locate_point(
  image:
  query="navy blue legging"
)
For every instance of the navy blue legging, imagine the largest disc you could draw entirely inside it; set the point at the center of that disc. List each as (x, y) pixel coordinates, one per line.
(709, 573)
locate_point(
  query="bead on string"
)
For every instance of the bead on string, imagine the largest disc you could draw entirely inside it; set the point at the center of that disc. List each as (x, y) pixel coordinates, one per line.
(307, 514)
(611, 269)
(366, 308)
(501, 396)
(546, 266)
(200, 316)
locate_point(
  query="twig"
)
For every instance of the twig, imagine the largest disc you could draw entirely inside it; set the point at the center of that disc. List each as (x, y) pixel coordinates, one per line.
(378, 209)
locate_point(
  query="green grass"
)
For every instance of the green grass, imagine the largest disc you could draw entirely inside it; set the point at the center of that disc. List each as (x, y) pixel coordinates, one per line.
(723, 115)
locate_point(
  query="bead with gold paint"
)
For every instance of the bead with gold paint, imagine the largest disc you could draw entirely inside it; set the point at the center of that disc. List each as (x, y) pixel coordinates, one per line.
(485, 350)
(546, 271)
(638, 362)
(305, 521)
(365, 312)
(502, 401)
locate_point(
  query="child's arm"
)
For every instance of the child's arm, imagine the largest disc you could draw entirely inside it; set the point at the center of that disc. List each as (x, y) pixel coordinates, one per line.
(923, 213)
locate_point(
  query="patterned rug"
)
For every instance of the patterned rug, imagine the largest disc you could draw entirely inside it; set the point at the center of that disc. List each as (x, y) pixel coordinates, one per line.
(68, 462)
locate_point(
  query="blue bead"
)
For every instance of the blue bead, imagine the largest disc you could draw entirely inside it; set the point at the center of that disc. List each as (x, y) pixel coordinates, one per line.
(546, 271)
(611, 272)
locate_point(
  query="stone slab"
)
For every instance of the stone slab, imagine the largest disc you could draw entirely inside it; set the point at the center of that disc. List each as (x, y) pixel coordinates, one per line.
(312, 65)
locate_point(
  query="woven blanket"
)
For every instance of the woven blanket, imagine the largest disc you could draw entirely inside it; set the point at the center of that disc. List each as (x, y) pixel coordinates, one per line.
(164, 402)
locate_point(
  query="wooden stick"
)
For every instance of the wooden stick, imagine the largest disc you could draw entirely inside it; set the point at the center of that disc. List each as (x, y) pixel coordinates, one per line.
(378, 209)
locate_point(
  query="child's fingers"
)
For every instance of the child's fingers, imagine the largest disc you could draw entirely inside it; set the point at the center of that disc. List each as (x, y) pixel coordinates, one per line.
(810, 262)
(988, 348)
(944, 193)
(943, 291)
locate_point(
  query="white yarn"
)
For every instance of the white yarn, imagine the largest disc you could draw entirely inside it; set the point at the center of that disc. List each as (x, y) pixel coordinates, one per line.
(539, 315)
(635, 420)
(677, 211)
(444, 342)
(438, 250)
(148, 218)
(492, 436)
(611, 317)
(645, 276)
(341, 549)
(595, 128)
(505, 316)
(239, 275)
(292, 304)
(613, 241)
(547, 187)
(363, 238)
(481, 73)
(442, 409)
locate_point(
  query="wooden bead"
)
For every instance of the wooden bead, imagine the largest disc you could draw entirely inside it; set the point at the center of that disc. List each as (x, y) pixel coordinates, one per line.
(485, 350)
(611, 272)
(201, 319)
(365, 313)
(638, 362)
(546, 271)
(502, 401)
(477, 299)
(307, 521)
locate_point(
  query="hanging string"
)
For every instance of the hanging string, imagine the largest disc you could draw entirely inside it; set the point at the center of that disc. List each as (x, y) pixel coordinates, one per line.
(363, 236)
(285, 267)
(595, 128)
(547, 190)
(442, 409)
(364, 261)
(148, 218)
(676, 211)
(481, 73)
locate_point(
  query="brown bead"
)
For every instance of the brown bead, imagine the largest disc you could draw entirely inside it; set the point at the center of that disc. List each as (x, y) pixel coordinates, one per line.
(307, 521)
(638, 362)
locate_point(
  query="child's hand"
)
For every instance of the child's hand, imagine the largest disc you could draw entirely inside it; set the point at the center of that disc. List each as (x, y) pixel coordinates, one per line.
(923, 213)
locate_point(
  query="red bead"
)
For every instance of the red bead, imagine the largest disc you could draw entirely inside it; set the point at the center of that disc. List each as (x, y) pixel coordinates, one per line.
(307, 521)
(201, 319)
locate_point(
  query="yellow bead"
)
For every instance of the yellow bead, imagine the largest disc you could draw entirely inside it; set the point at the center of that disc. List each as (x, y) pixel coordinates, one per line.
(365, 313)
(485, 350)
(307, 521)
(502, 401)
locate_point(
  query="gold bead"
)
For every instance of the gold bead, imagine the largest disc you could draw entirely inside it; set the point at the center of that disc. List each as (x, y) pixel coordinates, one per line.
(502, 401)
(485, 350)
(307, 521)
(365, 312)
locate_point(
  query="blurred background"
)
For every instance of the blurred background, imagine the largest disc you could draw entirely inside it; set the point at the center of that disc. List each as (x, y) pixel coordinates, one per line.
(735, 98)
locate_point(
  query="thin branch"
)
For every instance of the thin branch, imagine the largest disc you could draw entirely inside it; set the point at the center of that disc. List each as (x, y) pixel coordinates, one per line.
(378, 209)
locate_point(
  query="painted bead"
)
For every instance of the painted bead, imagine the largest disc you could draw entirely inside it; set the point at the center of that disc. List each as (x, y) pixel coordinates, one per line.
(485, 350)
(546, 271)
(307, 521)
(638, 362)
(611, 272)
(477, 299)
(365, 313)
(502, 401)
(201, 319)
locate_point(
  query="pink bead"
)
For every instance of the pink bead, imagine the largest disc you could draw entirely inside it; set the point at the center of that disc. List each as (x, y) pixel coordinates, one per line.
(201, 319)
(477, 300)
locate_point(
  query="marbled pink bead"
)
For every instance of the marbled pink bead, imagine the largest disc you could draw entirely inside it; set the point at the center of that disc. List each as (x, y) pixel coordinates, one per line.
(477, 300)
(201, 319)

┄┄┄┄┄┄

ACTIVITY:
The listing above is to be restated word for word.

EXERCISE ANSWER:
locate_point(
  image:
  query="navy blue legging"
)
For every instance of the navy blue legging, imagine the largest disc you could draw entirely inside it; set the point at the center of that disc. List each as (x, y) pixel coordinates, one per line.
(709, 573)
locate_point(
  query="bead on string"
)
For every instance of the bead on string, imagine the largest disc you could draw entirely inside it; set the point at the center of that disc. List each as (x, y) pixel coordinates, one per line.
(307, 514)
(611, 269)
(366, 308)
(501, 396)
(546, 266)
(200, 316)
locate_point(
  query="twig"
)
For every instance of the twig, imagine the largest disc you could draw entirely inside it; set the point at the center of that disc. List each as (x, y) pixel coordinates, one per line.
(378, 209)
locate_point(
  query="green grass"
)
For every instance of the green grass, imagine the largest disc you could draw entirely inside it; set the point at the center of that disc. List each as (x, y) pixel coordinates, one per line.
(723, 115)
locate_point(
  query="bead with gold paint"
)
For every instance of the bead with gold paint, imagine the largest disc you could draw entirely inside it; set the point at the center of that disc. List each as (x, y) pixel coordinates, one per line.
(485, 350)
(546, 271)
(638, 362)
(305, 521)
(365, 312)
(502, 401)
locate_point(
  query="child's arm"
)
For every instance of the child's arm, imagine the largest disc you could draw entirely inside it; set the point at the center of that disc. List each as (x, y) pixel coordinates, one per line.
(923, 213)
locate_point(
  query="patterned rug"
)
For every instance of the patterned rug, imagine the largest disc you could draw entirely inside it; set the point at the center of that disc. List each as (x, y) pixel coordinates, one per line.
(68, 462)
locate_point(
  query="blue bead"
)
For every instance of the blue bead, imagine the largest disc you could draw entirely inside it; set the point at the center of that disc. List each as (x, y) pixel coordinates, one per line.
(546, 271)
(611, 272)
locate_point(
  query="stone slab"
)
For every instance of the stone slab, imagine the largest disc you could draw entirely inside it; set the point at the center of that disc. List each as (x, y) pixel coordinates, one per line.
(312, 65)
locate_point(
  query="woven blanket"
)
For every instance of the woven blanket, imagine the largest disc you could draw entirely inside it; set the point at the center of that disc. List each as (x, y) pixel coordinates, one per line.
(164, 402)
locate_point(
  query="wooden stick"
)
For every instance of the wooden stick, imagine the largest disc you could draw entirely inside it; set the point at the center of that disc. List each as (x, y) pixel coordinates, one per line.
(378, 209)
locate_point(
  query="child's fingers"
)
For every instance of the child's fingers, imagine the largest disc you could draw entirely inside it; set the point at the center of that disc. List each as (x, y) pixel coordinates, one per line.
(810, 262)
(988, 348)
(944, 193)
(943, 291)
locate_point(
  query="white yarn"
)
For every instance of the white yarn, imagine the largest disc you could draw entirely inside it; set the point at the center of that disc. List each as (x, y) pixel coordinates, one per line.
(539, 315)
(635, 420)
(677, 211)
(444, 342)
(438, 250)
(148, 218)
(492, 436)
(611, 317)
(645, 276)
(341, 549)
(595, 128)
(505, 316)
(239, 275)
(292, 304)
(613, 241)
(547, 187)
(363, 238)
(481, 73)
(442, 409)
locate_point(
  query="wooden bead"
)
For every instance of the wooden bead, imagine the largest disc you could draw entirely inside it; set the point at the center of that disc. List each as (x, y) pixel coordinates, one per line.
(485, 350)
(611, 272)
(201, 319)
(365, 313)
(638, 362)
(546, 271)
(502, 401)
(477, 299)
(307, 521)
locate_point(
  query="hanging string"
)
For every instance of the hanging string, imagine the largest disc you could draw entirely inside it; set the point at the center of that disc. List each as (x, y) pixel coordinates, one per line.
(363, 236)
(285, 267)
(595, 128)
(547, 190)
(442, 409)
(364, 261)
(148, 218)
(676, 211)
(481, 73)
locate_point(
  query="brown bead"
)
For every instance of the brown bead, imagine the largest disc you could draw entirely inside it; set the point at the center of that disc. List each as (x, y) pixel coordinates, one per line.
(307, 521)
(638, 362)
locate_point(
  query="child's hand"
)
For every instance of the child's hand, imagine the largest disc you could draw entirely inside it; set the point at the center of that disc. List each as (x, y) pixel coordinates, one per line.
(923, 213)
locate_point(
  query="red bead"
)
For every instance of the red bead, imagine the largest disc you could draw entirely inside it; set the point at the center of that disc. List each as (x, y) pixel coordinates, one per line.
(307, 521)
(201, 319)
locate_point(
  query="yellow bead"
)
For every instance of the yellow bead, imagine the largest disc you could draw entirely inside it; set the point at the center of that disc. List each as (x, y) pixel coordinates, one per line.
(365, 313)
(485, 350)
(307, 521)
(502, 401)
locate_point(
  query="gold bead"
)
For every instance of the gold bead, imagine the largest disc you could draw entirely inside it; set the point at the center of that disc. List each as (x, y) pixel coordinates, one per line.
(502, 401)
(485, 350)
(307, 521)
(365, 312)
locate_point(
  query="blurred background"
)
For every instance of the blurred background, imagine the largest disc you could draw entirely inside it; set the point at the center of that disc. List each as (x, y) pixel coordinates, one per line.
(735, 98)
locate_point(
  query="thin branch"
)
For every instance of the thin branch, imagine the largest disc you could draw entirely inside it; set the point at the center of that disc. List each as (x, y) pixel coordinates, one per line.
(378, 209)
locate_point(
  query="painted bead"
)
For every instance of the painted bead, imagine the largest disc you could draw entirely inside it; set the point at the center of that disc. List each as (x, y) pixel coordinates, one per line.
(485, 350)
(546, 271)
(307, 521)
(638, 362)
(611, 272)
(477, 299)
(365, 313)
(502, 401)
(201, 319)
locate_point(
  query="pink bead"
)
For every instance of the pink bead, imagine the largest disc you could draw entirely inside it; set the point at the center of that disc. List each as (x, y) pixel coordinates, one per line.
(201, 319)
(477, 300)
locate_point(
  query="marbled pink bead"
)
For every instance of the marbled pink bead, imagine the largest disc you could draw entirely inside it; set the point at the center of that disc. List each as (x, y) pixel coordinates, one per line.
(477, 300)
(201, 319)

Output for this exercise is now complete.